*Exercise requirements*. Can you write out all of the material below word for word, leaving out the pictures?
## Begin Supplied material
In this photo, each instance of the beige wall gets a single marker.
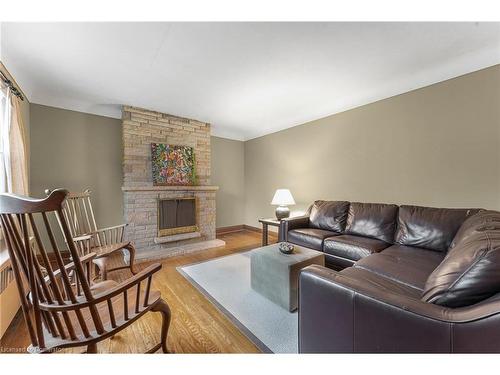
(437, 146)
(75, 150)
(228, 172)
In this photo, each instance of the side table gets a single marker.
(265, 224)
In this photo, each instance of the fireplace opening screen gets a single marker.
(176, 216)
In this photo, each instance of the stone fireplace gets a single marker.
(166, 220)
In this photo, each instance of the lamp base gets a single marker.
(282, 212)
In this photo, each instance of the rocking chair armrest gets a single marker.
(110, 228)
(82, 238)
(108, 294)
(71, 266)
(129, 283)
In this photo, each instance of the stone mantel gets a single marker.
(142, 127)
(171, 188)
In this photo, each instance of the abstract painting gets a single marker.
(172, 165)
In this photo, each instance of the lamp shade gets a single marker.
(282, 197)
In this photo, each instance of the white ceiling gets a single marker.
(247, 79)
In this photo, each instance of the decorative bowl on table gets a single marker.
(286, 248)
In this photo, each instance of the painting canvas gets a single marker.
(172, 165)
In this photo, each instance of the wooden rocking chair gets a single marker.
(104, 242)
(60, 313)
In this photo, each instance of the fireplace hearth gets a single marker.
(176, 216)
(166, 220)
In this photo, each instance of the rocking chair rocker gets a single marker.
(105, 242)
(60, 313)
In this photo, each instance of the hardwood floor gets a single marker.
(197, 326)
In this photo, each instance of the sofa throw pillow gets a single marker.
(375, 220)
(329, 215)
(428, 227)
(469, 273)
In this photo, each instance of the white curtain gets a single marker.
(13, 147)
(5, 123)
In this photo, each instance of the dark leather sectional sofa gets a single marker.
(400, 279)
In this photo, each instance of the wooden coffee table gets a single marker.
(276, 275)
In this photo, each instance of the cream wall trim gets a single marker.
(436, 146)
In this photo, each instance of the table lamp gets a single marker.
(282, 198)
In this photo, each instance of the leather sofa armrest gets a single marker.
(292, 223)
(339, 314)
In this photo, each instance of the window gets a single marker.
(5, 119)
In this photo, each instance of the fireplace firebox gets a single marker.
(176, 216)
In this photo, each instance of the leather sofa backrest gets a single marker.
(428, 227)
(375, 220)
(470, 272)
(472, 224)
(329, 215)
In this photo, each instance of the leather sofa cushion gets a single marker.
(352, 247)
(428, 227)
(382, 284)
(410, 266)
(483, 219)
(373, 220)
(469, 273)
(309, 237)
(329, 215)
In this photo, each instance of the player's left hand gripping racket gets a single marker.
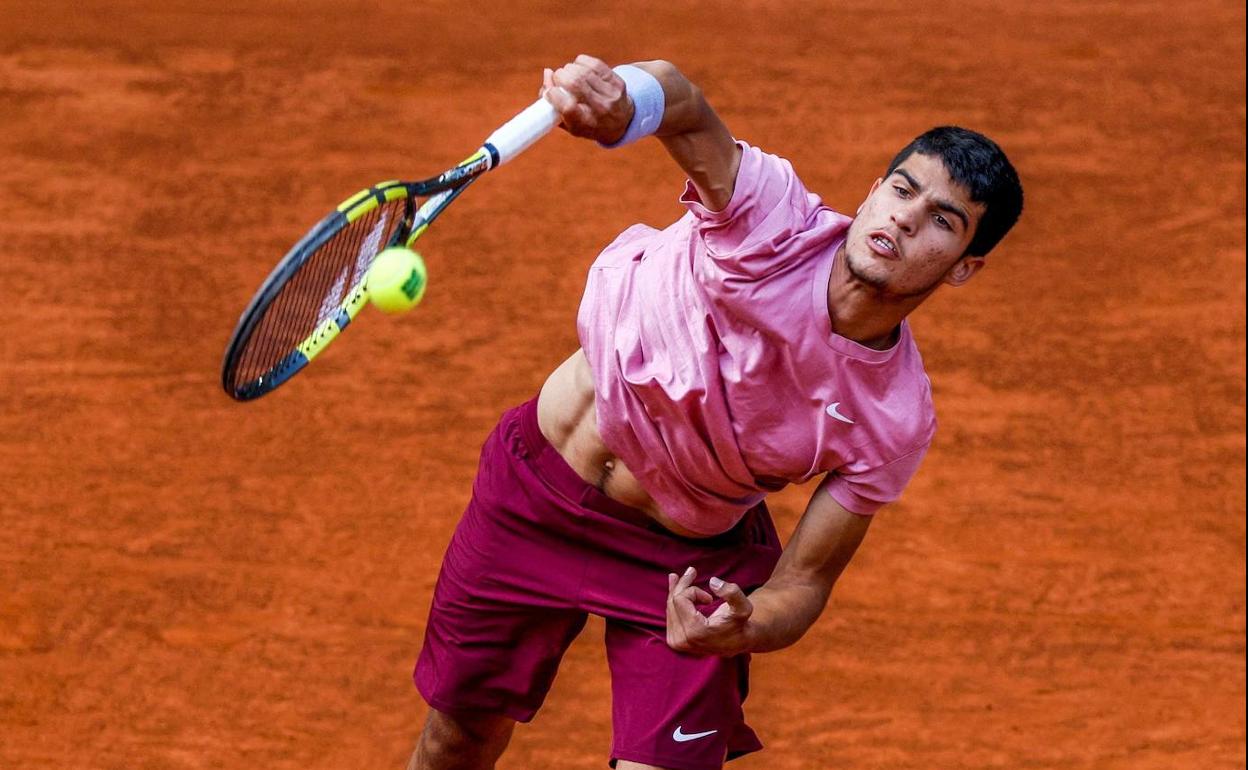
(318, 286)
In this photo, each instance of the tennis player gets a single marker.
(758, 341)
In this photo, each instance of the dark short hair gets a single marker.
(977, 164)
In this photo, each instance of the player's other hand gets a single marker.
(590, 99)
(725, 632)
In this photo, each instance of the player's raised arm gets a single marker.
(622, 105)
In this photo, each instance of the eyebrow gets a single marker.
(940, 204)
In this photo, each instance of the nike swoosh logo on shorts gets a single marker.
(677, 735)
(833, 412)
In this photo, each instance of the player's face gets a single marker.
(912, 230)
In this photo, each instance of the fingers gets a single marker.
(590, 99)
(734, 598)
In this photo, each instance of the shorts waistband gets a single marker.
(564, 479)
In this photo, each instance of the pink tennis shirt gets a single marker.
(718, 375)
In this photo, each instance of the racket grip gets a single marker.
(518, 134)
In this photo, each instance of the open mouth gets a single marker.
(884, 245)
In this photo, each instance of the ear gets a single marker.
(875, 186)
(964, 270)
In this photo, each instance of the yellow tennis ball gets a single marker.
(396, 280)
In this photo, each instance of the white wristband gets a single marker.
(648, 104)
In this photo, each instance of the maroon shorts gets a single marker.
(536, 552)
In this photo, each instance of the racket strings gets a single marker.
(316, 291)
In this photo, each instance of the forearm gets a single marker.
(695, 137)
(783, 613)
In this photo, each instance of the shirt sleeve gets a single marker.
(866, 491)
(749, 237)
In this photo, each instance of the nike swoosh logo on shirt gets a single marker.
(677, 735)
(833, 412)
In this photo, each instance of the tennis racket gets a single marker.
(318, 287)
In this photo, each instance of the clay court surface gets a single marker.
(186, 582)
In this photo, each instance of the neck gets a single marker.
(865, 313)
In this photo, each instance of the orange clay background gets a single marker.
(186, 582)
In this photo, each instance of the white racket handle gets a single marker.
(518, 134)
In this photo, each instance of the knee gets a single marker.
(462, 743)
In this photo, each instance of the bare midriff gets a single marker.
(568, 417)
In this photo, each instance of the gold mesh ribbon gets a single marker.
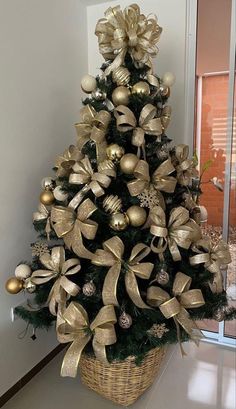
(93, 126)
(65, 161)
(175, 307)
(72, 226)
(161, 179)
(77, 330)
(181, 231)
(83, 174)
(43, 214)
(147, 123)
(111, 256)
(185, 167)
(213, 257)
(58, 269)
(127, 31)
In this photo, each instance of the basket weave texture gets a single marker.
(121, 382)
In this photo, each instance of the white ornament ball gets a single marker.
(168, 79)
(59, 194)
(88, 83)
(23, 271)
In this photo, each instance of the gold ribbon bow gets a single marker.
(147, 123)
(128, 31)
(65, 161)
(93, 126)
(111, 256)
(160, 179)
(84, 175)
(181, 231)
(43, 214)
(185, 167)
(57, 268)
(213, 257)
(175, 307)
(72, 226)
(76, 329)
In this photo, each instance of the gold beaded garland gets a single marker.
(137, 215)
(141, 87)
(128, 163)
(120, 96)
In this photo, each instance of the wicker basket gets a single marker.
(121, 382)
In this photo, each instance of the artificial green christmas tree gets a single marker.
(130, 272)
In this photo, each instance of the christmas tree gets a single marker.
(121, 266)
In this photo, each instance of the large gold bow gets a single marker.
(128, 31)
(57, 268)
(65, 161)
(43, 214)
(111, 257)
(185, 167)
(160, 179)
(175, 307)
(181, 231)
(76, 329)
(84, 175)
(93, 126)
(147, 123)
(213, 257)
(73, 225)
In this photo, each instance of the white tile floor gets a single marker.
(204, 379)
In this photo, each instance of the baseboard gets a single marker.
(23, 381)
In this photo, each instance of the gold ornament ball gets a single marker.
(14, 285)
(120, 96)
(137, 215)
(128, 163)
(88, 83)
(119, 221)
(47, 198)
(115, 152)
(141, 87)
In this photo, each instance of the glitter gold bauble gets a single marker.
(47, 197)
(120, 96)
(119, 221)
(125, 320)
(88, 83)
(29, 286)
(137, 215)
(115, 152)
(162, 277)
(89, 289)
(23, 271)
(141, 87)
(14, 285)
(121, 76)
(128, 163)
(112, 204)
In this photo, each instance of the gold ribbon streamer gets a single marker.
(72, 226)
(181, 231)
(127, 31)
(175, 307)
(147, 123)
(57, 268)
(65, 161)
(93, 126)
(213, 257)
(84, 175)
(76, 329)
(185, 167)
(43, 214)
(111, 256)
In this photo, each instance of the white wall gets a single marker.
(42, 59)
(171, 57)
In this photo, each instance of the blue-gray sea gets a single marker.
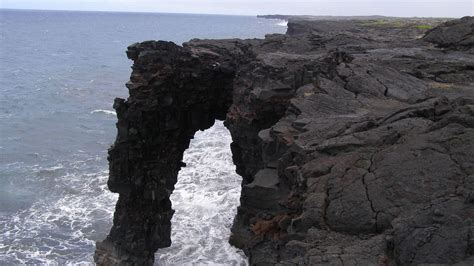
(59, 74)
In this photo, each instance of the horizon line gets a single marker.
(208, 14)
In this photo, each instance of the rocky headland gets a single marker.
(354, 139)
## End Supplied material
*Task result*.
In this photo, each instance of the beige wall gets a single marker.
(437, 146)
(75, 150)
(228, 172)
In this photo, each instance of the side table gets a single marker.
(265, 224)
In this photo, each instance of the fireplace opening screen gets a single marker.
(176, 216)
In this photo, each instance of the stone fireplace gets a single marker.
(166, 220)
In this photo, each instance of the lamp base gets a single marker.
(282, 212)
In this photo, each instance of the rocking chair armrest gets a single marker.
(110, 228)
(82, 238)
(108, 294)
(71, 266)
(129, 283)
In this photo, each instance of the stone mantel gets a single marker.
(142, 127)
(171, 188)
In this photo, each instance of the abstract painting gets a single marker.
(172, 165)
In this photo, each instance of the lamp shade gets a single marker.
(282, 197)
In this photo, each instance of the white ceiling gets a single marker.
(247, 79)
In this photo, each instance of the decorative bowl on table gets a single marker.
(286, 248)
In this photo, each instance of the painting canvas gets a single marker.
(172, 165)
In this photo, each instance of the wooden rocking chair gets a single marker.
(104, 242)
(60, 313)
In this photo, each instance of the fireplace hearth gets a single marker.
(176, 216)
(166, 220)
In this photo, each instance of the rocking chair rocker gets a single marker.
(105, 242)
(60, 313)
In this photo, each instance of the hardwood floor gets a single marker.
(197, 326)
In this photo, each instance of the sofa throw pillow gets a single marker.
(375, 220)
(329, 215)
(428, 227)
(469, 273)
In this photo, each instance of the white curtain gets a single marker.
(13, 147)
(5, 123)
In this photo, each instance of the dark leather sectional sofa gets a single marker.
(400, 279)
In this photo, each instance of the wooden coffee table gets a single marker.
(276, 275)
In this photo, each instance of the cream wall trim gets a single marker.
(436, 146)
In this photo, each instance of the table lamp gets a single marker.
(282, 198)
In this photo, each instance of the leather sofa armrest gets a single marker.
(292, 223)
(339, 314)
In this photo, each instance of the window gets a single marker.
(5, 119)
In this photo, each instance of the fireplace firebox gets a single marker.
(176, 216)
In this photo, each instance of the leather sofa backrest gets a single marker.
(428, 227)
(375, 220)
(470, 272)
(472, 224)
(329, 215)
In this photo, each instance of the leather sofa cushion gets a single marker.
(352, 247)
(428, 227)
(382, 284)
(410, 266)
(483, 219)
(373, 220)
(469, 273)
(309, 237)
(329, 215)
In this photo, each instance of the player's left hand gripping racket gets a single marker.
(318, 286)
In this photo, each instance of the tennis player gets a single marker.
(758, 341)
In this photo, each instance of the dark short hair gets a single marker.
(977, 164)
In this photo, each instance of the player's other hand gets a single marker.
(590, 99)
(725, 632)
In this photo, each instance of the player's raised arm gets a single marker.
(622, 105)
In this photo, each instance of the eyebrow gets a single marker.
(940, 204)
In this photo, each instance of the nike swoosh logo on shorts gets a single marker.
(677, 735)
(833, 412)
In this photo, each instance of the player's face gets a single marker.
(912, 230)
In this photo, each instance of the fingers gets a single marker.
(590, 99)
(734, 598)
In this photo, each instance of the shorts waistband gets a single marker.
(564, 479)
In this photo, each instance of the pink tennis shirt gets a single marker.
(718, 375)
In this photo, each instance of the racket grip gets a single marker.
(518, 134)
In this photo, each instance of the open mouth gets a single marker.
(884, 245)
In this photo, each instance of the ear gets a single marker.
(875, 186)
(964, 270)
In this photo, each instance of the yellow tennis ball gets a single marker.
(396, 280)
In this photo, each instance of the white wristband gets a single marker.
(648, 104)
In this photo, each instance of the maroon shorts gets a single marker.
(536, 552)
In this photo, each instance of the racket strings gets a single marker.
(316, 291)
In this photo, each instance of the forearm gets a single marker.
(695, 137)
(783, 613)
In this photo, each instance of the shirt sleeve gets a single marker.
(866, 491)
(749, 237)
In this photo, each instance of the nike swoosh logo on shirt gets a single marker.
(677, 735)
(833, 412)
In this photo, each instance of the tennis racket gets a single marker.
(318, 287)
In this photo, each instance of the clay court surface gets a single marker.
(186, 582)
In this photo, each instance of the neck gets a single marker.
(865, 313)
In this photo, each instance of the orange clay background gets a single marker.
(186, 582)
In this photo, each instance of the white racket handle gets a single marker.
(518, 134)
In this photo, each instance of the knee gets a single marker.
(462, 743)
In this photo, each instance of the bare midriff gets a single marker.
(568, 417)
In this photo, each instance of the gold mesh ribbon gets a single marker.
(93, 126)
(65, 161)
(175, 307)
(72, 226)
(161, 179)
(77, 330)
(181, 231)
(83, 174)
(43, 214)
(147, 123)
(111, 256)
(185, 167)
(213, 257)
(58, 269)
(127, 31)
In this photo, each instance of the basket weave texture gets a single marker.
(121, 382)
In this photo, each instance of the white ornament ball gets a single marker.
(168, 79)
(59, 194)
(88, 83)
(23, 271)
In this photo, each instance of the gold ribbon bow gets a single marker.
(147, 123)
(128, 31)
(65, 161)
(93, 126)
(111, 256)
(160, 179)
(84, 175)
(181, 231)
(43, 214)
(185, 167)
(57, 268)
(213, 257)
(175, 307)
(72, 226)
(76, 329)
In this photo, each instance of the gold beaded garland gets a single marker.
(137, 215)
(141, 87)
(128, 163)
(120, 96)
In this photo, each instance of the wicker basket gets a single marker.
(121, 382)
In this photo, each instance of the artificial green christmas tree gets a single marker.
(130, 272)
In this photo, each instance of the christmas tree gets a single marker.
(121, 266)
In this photo, each instance of the large gold bow gets a single marker.
(128, 31)
(57, 268)
(65, 161)
(43, 214)
(111, 257)
(185, 167)
(160, 179)
(175, 307)
(181, 231)
(76, 329)
(84, 175)
(93, 126)
(147, 123)
(213, 257)
(73, 225)
In this photo, each instance of the white tile floor gets a single marker.
(204, 379)
In this photo, each instance of the baseboard gets a single marker.
(23, 381)
In this photo, each instance of the gold ornament ball gets a single marker.
(14, 285)
(120, 96)
(137, 215)
(128, 163)
(88, 83)
(119, 221)
(47, 198)
(115, 152)
(141, 87)
In this photo, each instance of the glitter gold bauble gets a single marker.
(47, 197)
(120, 96)
(119, 221)
(125, 320)
(88, 83)
(29, 286)
(137, 215)
(115, 152)
(162, 277)
(89, 289)
(23, 271)
(141, 87)
(14, 285)
(121, 76)
(128, 163)
(112, 204)
In this photo, each instance of the gold ribbon streamer gets a single marker.
(72, 226)
(181, 231)
(127, 31)
(175, 307)
(147, 123)
(57, 268)
(65, 161)
(93, 126)
(213, 257)
(84, 175)
(76, 329)
(185, 167)
(43, 214)
(111, 256)
In this photo, each instance of the white wall gets a single marker.
(42, 59)
(171, 57)
In this photo, each instance of the blue-gray sea gets a single marker.
(59, 74)
In this photo, each instance of the horizon line gets a single marker.
(208, 14)
In this photo, each instance of the rocky headland gets a single marker.
(354, 139)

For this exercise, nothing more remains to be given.